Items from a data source
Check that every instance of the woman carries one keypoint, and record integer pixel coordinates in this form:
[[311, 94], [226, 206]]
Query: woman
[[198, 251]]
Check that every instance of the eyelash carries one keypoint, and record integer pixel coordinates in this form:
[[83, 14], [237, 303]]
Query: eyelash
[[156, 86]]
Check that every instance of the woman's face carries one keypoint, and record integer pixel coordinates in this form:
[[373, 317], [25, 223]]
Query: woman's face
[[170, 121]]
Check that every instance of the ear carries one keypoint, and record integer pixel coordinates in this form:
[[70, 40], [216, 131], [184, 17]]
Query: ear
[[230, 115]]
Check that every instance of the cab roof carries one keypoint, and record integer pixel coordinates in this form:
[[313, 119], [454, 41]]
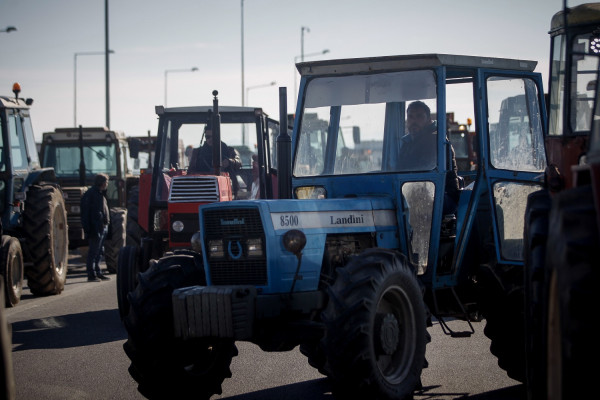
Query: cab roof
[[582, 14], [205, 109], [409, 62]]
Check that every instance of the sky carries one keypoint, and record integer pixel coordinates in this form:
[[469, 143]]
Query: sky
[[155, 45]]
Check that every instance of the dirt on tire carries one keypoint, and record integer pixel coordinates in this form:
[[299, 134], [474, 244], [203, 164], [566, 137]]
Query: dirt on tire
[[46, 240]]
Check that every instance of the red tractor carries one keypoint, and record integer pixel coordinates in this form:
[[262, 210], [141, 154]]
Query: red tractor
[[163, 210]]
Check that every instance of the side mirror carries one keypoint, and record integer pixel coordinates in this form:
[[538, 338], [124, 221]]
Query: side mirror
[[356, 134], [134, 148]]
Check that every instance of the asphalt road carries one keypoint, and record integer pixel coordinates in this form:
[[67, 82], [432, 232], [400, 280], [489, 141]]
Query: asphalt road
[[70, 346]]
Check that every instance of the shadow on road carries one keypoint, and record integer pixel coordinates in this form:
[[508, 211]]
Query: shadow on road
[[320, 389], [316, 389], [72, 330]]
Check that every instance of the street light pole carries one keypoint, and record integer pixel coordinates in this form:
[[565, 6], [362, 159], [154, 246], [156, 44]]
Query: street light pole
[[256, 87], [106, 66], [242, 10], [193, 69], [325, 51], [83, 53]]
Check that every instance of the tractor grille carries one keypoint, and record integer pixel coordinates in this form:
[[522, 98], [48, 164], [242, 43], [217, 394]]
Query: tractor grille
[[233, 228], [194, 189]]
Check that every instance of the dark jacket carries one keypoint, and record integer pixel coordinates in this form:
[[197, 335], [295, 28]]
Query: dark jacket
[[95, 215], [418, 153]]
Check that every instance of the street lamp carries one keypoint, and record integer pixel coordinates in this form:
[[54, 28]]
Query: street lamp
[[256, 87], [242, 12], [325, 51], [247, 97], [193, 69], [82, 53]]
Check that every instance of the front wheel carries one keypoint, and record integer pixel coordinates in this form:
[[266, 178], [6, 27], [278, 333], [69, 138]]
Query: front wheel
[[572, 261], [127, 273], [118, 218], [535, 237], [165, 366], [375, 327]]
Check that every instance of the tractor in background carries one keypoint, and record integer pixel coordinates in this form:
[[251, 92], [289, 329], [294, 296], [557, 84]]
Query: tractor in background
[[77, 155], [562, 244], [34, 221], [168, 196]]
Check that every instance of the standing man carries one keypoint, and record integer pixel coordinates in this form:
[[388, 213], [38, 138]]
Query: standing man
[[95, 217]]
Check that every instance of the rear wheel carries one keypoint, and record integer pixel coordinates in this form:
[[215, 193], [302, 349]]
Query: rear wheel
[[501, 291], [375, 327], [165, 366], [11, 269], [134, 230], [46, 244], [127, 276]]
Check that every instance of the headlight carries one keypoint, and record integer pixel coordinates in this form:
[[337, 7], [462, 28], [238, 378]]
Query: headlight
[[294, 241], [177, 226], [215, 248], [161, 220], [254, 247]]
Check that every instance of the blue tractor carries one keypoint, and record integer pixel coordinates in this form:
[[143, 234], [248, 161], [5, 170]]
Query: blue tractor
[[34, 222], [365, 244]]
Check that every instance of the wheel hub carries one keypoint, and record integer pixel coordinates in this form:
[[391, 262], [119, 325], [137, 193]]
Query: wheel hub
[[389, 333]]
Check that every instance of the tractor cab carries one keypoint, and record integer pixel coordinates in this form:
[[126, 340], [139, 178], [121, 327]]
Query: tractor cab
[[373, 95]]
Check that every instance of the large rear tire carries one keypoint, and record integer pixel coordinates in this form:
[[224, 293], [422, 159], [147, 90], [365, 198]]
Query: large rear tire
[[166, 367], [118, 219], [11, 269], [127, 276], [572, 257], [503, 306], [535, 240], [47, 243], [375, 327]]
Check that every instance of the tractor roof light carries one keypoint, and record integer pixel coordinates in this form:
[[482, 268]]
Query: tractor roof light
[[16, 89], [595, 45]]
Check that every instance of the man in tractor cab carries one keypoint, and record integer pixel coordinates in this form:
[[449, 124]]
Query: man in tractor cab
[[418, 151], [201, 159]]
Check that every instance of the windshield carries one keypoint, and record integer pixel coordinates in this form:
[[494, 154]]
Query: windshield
* * *
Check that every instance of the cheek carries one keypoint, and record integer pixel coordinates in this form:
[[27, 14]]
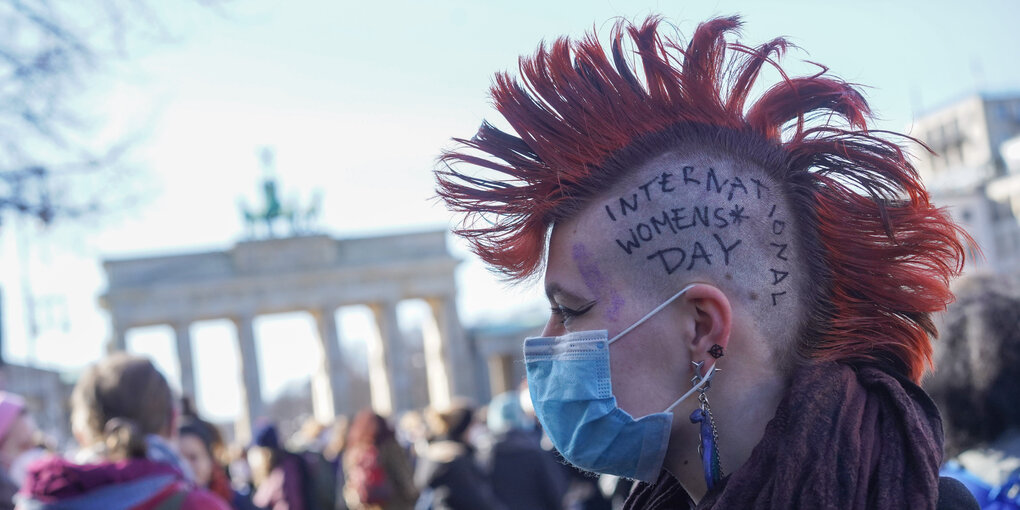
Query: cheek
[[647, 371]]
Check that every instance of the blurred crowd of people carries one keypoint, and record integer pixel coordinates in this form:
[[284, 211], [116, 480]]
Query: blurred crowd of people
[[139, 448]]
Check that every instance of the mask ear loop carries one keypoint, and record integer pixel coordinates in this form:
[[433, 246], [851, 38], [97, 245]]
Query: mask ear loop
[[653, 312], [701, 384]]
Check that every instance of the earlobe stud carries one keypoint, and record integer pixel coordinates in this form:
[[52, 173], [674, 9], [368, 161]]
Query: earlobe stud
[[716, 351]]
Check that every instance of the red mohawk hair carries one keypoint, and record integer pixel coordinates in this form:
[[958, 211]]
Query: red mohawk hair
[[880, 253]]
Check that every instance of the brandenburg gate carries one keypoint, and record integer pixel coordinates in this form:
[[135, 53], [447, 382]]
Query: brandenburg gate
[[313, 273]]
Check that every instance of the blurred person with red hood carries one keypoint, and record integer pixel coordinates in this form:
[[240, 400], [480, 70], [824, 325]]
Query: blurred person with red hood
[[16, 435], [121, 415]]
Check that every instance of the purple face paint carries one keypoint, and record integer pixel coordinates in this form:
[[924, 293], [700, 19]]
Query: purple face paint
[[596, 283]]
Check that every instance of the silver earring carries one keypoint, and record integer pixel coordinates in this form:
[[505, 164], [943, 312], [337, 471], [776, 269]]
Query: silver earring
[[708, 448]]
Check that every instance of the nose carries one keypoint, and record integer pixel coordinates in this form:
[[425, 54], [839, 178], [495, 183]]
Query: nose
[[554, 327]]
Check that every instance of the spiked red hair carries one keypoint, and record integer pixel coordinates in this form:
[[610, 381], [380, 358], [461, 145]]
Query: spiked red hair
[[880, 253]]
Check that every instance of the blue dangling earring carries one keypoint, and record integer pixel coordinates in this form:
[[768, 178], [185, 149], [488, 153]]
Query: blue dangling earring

◆ Aim: Convert the lines of the entries above, from the line containing "Check that every instance of the tractor grille" through the line containing "[[389, 333]]", inclusive, into a Markdown table with the columns Row and Text. Number the rows in order and leave out any blank lines.

◆ Answer to this task:
| Row | Text |
|---|---|
| 1 | Check that every instance of the tractor grille carries one keypoint, and record integer pixel coordinates in this form: |
| 2 | [[522, 98], [48, 164], [242, 43], [217, 394]] |
| 3 | Query: tractor grille |
| 4 | [[233, 228], [194, 189]] |
| 5 | Check that every instance of the dark jacket carries one keypoint, and record integer pixel coordinates in this form: |
| 6 | [[197, 335], [295, 28]] |
| 7 | Query: dark jacket |
| 8 | [[95, 215], [418, 153]] |
| 9 | Check that every instance of the street lamp carries one keypoint, and record integer pixel coordinates in this form: |
| 10 | [[54, 28]] |
| 11 | Query: street lamp |
| 12 | [[256, 87], [242, 12], [325, 51], [247, 97], [193, 69], [82, 53]] |
| 13 | Check that every instance of the front wheel carries one keypoint, and record integer pixel coordinates in this form: |
| 14 | [[266, 178], [6, 27], [278, 333], [69, 138]] |
| 15 | Query: front wheel |
| 16 | [[572, 261], [127, 273], [118, 218], [535, 237], [165, 366], [375, 327]] |
| 17 | Check that every instance of the tractor in background carries one keypoint, and record integer pixel coordinates in this form: |
| 18 | [[251, 92], [289, 329], [294, 296], [557, 84]] |
| 19 | Query: tractor in background |
| 20 | [[77, 155], [562, 244], [34, 221], [168, 196]] |
| 21 | Check that every instance of the standing man carries one keypoint, and record integer pixel coordinates in this form: |
| 22 | [[388, 213], [38, 138]] |
| 23 | Query: standing man |
| 24 | [[95, 217]] |
| 25 | Check that every instance of the rear wheel carries one keypoint, and record integer pixel coordinates in this form: |
| 26 | [[215, 193], [302, 349]] |
| 27 | Query: rear wheel |
| 28 | [[501, 291], [375, 327], [165, 366], [11, 269], [134, 230], [46, 244], [127, 276]] |
| 29 | Check that every instance of the headlight carries one keypoint, and record integer pixel coordinates in this form: |
| 30 | [[337, 7], [462, 28], [238, 378]] |
| 31 | Query: headlight |
| 32 | [[294, 241], [177, 226], [215, 248], [161, 220], [254, 247]] |
| 33 | Check that every instance of the blue tractor carries one keypoint, and record integer pixel coordinates in this form: |
| 34 | [[143, 234], [248, 161], [5, 170]] |
| 35 | Query: blue tractor |
| 36 | [[34, 222], [365, 244]] |
| 37 | Check that every instance of the wheel hub carries one keypoint, and record integer pixel coordinates in this form: |
| 38 | [[391, 262], [119, 325], [137, 193]] |
| 39 | Query: wheel hub |
| 40 | [[389, 333]] |